##### Information shown

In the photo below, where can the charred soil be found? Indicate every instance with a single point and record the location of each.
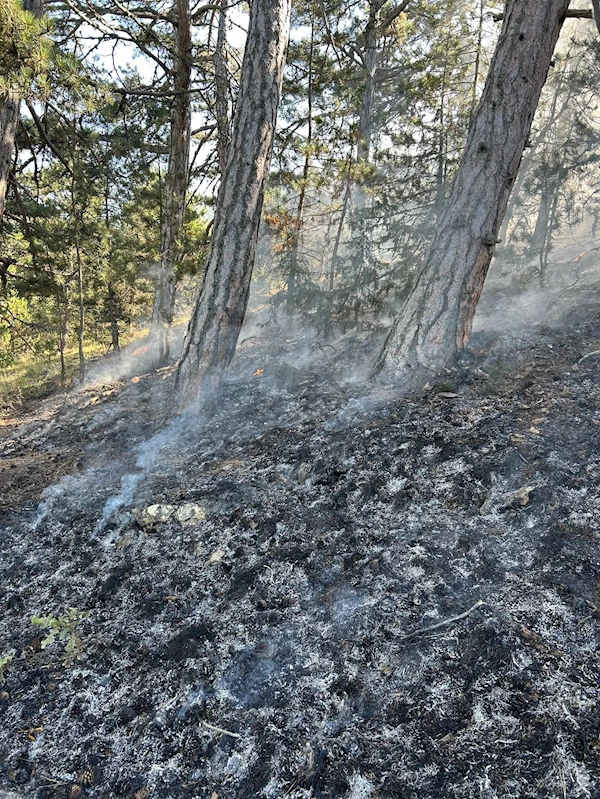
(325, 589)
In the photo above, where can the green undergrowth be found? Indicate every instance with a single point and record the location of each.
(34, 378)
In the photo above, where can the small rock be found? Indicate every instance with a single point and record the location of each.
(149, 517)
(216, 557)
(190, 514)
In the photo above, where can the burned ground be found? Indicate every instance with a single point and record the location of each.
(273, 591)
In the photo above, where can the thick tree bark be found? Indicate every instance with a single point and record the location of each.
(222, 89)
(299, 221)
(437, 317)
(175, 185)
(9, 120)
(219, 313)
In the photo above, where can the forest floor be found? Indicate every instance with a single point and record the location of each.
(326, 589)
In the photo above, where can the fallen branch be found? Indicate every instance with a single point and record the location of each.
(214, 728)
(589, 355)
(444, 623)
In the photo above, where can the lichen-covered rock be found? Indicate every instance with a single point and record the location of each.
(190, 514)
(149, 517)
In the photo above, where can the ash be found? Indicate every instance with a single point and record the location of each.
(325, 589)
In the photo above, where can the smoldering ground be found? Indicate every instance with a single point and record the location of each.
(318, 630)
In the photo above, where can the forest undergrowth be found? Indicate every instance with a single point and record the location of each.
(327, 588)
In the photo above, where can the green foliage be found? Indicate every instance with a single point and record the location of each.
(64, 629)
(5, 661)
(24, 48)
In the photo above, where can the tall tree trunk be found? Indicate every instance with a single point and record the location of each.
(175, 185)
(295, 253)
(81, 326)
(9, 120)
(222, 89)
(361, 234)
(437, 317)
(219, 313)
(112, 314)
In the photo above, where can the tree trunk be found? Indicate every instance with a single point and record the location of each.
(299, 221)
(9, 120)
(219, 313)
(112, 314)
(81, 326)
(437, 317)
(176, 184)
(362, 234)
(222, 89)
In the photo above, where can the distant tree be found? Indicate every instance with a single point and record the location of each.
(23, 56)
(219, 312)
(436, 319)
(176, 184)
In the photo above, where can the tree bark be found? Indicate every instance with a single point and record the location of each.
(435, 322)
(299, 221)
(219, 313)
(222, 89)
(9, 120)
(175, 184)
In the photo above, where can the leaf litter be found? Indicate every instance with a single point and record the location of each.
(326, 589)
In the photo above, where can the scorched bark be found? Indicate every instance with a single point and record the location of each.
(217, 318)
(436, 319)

##########
##### Information shown

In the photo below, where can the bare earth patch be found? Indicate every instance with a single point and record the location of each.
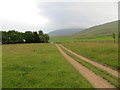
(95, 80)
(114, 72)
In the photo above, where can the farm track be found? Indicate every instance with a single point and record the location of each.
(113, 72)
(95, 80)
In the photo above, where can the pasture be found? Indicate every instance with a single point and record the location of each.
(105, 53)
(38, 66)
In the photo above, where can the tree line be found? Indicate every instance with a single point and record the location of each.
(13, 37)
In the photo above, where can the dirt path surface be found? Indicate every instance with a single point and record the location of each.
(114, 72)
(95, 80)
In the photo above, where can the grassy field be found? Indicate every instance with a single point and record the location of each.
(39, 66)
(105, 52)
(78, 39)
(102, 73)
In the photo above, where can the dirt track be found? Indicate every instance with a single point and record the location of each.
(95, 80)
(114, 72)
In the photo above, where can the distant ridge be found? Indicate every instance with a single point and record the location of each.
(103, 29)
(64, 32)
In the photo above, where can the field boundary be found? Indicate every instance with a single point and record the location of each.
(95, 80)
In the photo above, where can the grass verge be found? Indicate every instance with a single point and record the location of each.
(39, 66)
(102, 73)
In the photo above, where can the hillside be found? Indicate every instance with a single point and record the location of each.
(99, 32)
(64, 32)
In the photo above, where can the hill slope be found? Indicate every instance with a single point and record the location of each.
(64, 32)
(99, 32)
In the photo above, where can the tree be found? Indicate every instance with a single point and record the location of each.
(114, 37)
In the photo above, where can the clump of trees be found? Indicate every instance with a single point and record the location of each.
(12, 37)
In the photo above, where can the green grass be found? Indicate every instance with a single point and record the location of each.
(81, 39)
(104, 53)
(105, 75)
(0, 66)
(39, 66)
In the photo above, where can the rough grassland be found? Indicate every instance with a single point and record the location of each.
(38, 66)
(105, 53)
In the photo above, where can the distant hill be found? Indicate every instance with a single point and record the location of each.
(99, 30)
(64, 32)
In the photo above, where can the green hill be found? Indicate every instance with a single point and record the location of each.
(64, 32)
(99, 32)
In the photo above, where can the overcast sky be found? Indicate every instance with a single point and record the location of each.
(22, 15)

##########

Required work
Locate every line in the material above that contains the word "distant" and copy each of those lines.

Result for this exercise
In the photo above, where can the distant tree be found? Indicate every instance with a single point and record the location of each.
In the photo above, where can the distant ridge be found? Indicate every instance with a single point and record the location of each.
In the photo above, where can the distant hill be found? Indicate every instance with a single point and record the location of each.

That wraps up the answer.